> What to produce: Lay out the entries in the stretch from the line containing "Segment dark police uniform from this image." through the line containing "[434,217,556,342]" as a two-column CSV headed input and output, with one row per entry holding its text and its answer. Quote every field and turn any line breaks into spaces.

-------- Dataset

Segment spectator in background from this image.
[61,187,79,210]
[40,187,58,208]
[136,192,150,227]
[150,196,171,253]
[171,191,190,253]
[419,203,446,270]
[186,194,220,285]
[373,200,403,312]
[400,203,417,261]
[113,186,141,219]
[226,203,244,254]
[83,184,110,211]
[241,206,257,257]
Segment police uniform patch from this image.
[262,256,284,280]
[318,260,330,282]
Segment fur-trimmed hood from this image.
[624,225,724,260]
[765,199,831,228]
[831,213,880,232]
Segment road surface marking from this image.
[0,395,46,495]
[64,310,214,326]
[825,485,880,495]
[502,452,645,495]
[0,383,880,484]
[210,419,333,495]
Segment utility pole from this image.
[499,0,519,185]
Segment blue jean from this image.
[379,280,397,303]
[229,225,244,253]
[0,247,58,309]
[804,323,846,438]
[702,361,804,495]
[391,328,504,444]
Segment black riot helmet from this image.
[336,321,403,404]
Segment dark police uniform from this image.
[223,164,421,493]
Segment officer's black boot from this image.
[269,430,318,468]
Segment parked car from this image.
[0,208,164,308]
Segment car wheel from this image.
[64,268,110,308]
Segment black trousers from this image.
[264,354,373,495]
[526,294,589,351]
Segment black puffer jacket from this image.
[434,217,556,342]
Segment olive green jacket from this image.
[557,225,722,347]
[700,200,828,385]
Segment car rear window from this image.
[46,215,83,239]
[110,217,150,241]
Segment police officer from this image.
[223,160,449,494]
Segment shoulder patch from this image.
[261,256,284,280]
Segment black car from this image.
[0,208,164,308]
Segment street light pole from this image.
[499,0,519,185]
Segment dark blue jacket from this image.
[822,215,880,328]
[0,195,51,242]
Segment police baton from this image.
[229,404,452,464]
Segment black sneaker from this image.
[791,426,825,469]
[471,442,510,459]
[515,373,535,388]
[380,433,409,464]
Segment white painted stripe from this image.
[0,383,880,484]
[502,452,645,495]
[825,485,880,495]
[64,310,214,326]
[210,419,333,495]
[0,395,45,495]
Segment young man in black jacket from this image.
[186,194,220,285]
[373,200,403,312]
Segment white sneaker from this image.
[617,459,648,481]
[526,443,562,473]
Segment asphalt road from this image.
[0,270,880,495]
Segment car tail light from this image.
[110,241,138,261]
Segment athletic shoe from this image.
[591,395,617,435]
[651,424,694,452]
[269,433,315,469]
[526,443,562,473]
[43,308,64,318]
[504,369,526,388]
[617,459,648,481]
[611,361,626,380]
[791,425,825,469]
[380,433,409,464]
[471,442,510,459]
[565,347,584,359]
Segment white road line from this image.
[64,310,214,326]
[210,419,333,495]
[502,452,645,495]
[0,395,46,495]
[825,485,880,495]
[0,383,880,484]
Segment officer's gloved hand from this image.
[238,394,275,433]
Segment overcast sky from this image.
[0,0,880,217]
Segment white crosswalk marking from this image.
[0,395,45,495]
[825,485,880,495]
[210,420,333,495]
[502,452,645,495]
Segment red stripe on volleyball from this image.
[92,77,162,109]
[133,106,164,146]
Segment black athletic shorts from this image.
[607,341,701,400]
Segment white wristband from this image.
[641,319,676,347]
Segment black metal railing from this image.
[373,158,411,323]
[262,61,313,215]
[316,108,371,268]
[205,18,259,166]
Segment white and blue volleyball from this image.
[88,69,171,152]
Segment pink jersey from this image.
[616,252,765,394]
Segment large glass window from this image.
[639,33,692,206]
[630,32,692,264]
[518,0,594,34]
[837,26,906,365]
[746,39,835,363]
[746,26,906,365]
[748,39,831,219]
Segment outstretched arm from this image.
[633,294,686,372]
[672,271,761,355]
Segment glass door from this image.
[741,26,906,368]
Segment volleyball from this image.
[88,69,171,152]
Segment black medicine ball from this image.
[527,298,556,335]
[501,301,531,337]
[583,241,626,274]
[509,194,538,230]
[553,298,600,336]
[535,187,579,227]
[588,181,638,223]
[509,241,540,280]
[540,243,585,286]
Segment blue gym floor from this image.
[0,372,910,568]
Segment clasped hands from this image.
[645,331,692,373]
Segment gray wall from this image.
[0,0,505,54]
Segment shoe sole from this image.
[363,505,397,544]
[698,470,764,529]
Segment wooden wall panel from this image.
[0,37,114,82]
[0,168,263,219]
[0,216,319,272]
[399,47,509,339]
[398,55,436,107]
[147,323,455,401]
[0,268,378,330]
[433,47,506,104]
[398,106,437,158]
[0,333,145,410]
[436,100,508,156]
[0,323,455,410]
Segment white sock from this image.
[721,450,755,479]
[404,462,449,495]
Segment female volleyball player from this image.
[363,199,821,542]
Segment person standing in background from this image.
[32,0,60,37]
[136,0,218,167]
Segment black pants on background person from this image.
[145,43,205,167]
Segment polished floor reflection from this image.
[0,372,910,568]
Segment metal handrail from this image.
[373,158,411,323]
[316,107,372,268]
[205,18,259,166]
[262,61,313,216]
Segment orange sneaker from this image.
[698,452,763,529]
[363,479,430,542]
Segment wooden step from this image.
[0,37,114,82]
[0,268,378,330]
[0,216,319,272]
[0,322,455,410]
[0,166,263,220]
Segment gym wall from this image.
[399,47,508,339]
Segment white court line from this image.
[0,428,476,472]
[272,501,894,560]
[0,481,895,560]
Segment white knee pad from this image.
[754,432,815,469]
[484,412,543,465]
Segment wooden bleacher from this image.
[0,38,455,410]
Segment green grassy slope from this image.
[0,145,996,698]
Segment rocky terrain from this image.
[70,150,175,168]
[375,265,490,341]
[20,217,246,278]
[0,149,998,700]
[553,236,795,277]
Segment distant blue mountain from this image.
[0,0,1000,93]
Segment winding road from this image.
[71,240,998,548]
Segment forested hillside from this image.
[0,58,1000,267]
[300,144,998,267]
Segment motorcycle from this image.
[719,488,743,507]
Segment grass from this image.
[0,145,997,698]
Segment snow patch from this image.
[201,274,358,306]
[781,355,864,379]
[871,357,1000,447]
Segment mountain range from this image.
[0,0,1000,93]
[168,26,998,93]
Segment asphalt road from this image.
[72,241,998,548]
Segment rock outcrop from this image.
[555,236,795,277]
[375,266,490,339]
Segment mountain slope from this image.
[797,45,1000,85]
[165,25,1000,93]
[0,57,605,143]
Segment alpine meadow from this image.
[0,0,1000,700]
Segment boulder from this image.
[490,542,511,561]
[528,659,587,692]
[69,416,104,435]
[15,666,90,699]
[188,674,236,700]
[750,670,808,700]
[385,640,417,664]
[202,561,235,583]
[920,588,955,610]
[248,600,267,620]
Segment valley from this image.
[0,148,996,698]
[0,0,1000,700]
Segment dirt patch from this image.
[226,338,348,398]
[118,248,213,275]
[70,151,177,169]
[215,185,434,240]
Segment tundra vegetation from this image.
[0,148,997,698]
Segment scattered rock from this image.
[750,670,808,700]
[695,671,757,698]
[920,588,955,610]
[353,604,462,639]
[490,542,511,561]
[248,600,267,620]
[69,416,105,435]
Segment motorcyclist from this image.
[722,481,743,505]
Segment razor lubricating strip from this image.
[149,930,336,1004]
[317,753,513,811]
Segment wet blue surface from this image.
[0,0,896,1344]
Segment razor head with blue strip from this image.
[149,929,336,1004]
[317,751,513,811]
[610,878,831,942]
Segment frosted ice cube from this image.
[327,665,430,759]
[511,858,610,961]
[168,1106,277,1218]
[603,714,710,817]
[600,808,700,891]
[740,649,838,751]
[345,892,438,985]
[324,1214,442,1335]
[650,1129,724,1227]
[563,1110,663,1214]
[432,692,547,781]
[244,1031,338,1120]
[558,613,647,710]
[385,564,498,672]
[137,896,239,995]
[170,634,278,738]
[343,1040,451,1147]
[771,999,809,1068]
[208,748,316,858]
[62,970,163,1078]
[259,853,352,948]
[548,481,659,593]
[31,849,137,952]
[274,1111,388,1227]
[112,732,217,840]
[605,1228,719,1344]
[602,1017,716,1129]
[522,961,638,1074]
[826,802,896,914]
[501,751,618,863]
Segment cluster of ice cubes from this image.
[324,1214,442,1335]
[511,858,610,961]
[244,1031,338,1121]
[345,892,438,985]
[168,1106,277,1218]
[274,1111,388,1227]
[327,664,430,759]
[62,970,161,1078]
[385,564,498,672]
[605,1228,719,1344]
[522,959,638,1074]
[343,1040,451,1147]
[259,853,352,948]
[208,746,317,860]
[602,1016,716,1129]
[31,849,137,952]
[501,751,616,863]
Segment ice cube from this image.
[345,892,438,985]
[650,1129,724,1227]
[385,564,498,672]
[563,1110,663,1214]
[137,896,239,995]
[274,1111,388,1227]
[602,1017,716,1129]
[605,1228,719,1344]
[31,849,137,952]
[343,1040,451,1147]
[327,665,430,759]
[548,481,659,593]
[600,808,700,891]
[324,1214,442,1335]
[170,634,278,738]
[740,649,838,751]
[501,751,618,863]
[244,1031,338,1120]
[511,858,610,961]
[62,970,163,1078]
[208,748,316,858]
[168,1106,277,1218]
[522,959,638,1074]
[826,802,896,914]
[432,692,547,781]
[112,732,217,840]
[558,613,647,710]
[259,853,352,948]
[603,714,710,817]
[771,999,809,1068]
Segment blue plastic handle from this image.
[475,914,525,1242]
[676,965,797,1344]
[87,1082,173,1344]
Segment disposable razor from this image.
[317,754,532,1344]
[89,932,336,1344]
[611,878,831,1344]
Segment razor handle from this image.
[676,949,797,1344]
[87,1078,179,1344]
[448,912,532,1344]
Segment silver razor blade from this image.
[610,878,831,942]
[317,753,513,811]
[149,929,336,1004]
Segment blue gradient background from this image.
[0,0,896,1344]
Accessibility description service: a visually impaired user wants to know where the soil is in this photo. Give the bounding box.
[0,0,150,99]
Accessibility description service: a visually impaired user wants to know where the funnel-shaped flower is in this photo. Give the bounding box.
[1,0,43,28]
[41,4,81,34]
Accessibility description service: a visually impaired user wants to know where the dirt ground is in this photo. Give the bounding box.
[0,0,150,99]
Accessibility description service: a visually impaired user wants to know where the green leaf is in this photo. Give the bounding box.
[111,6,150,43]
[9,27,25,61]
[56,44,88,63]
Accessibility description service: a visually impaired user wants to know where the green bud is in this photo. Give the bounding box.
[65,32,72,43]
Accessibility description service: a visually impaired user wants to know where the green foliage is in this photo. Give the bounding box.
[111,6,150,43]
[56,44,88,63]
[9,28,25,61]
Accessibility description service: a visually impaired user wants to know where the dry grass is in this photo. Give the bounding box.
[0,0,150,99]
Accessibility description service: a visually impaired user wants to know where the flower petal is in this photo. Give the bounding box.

----------------

> Answer below:
input,output
"Segment dark police uniform from this image.","[223,164,421,493]"
"Segment officer's black boot from this image.","[269,430,318,468]"
"Segment parked car from this image.","[0,208,164,308]"
"Segment car wheel from this image.","[64,268,110,308]"
"Segment black trousers from this image.","[264,354,373,495] [526,294,589,351]"
"Segment black puffer jacket from this image.","[434,217,556,342]"